== Work to do ==
Write out, word for word, the lines of the listing below that run from the line containing "Task: locate the white building" through the line containing "x=535 y=390", including both of those lines.

== Data supplied ==
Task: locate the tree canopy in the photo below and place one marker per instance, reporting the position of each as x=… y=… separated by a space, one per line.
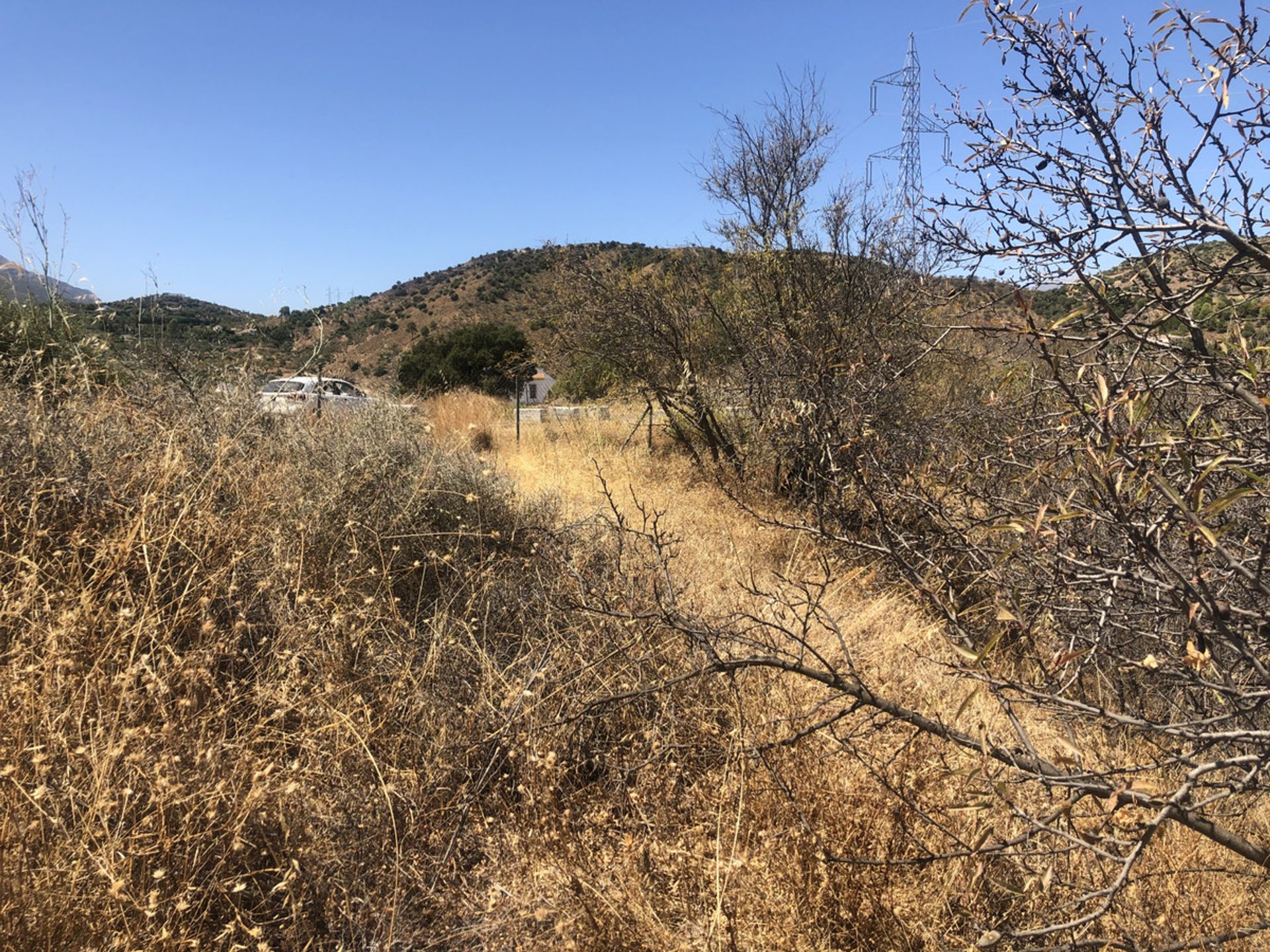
---
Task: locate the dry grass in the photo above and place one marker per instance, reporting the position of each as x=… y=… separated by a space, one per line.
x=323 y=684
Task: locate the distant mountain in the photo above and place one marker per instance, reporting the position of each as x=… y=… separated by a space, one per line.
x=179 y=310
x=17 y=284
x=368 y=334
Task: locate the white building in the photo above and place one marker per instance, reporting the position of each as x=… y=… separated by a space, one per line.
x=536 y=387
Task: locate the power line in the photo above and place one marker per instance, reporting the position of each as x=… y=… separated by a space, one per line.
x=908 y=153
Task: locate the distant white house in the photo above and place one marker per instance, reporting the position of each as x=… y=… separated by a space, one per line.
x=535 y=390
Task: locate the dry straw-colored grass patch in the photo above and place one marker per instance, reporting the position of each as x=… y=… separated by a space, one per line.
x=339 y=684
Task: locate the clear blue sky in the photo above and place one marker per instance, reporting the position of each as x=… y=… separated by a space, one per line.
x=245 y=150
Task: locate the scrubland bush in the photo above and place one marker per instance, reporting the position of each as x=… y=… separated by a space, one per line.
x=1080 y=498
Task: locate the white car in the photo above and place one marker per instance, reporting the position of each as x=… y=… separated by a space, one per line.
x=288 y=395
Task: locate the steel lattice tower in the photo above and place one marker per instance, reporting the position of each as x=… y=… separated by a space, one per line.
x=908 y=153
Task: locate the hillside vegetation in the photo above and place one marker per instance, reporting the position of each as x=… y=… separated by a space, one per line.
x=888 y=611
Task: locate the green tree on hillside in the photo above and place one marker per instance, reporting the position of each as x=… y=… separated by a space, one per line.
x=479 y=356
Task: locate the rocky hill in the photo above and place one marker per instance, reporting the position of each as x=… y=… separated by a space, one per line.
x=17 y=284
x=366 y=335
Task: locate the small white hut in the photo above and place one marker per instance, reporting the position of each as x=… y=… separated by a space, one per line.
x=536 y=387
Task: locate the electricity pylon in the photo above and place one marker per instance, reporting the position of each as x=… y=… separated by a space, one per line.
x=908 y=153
---
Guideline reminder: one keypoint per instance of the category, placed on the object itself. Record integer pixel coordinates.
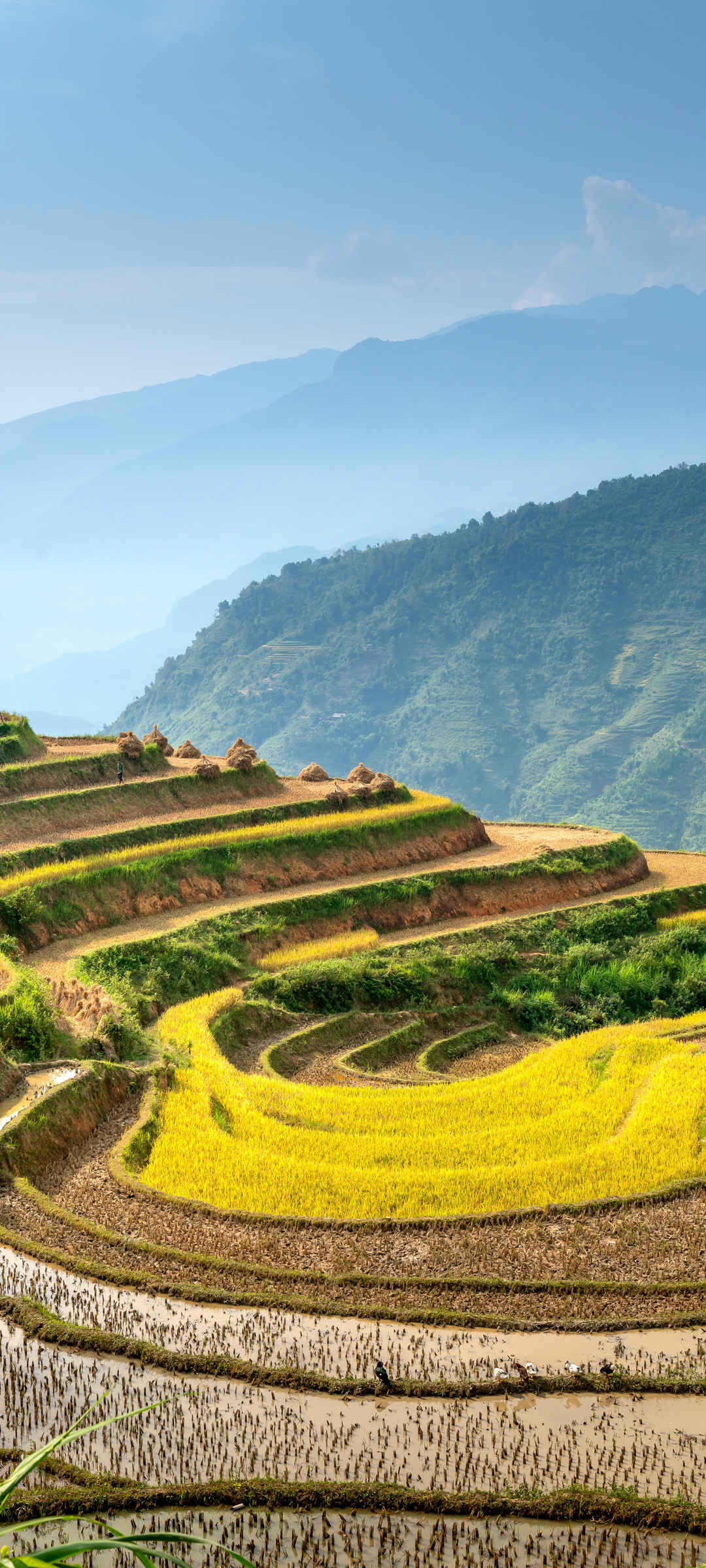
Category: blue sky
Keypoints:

== Exercise result ==
Task: locate the white building in the photo above and place one marker per instance, reporting the position of each as x=… y=… separated by a space, one per line.
x=536 y=387
Task: locate the power line in the photo above and place one marker per instance, reporting the position of each as x=… y=… separated by a space, one per line.
x=908 y=153
Task: locate the distant white house in the photo above and place one marker per instance, reporting the position of each as x=… y=… separated by a space, one per line.
x=535 y=390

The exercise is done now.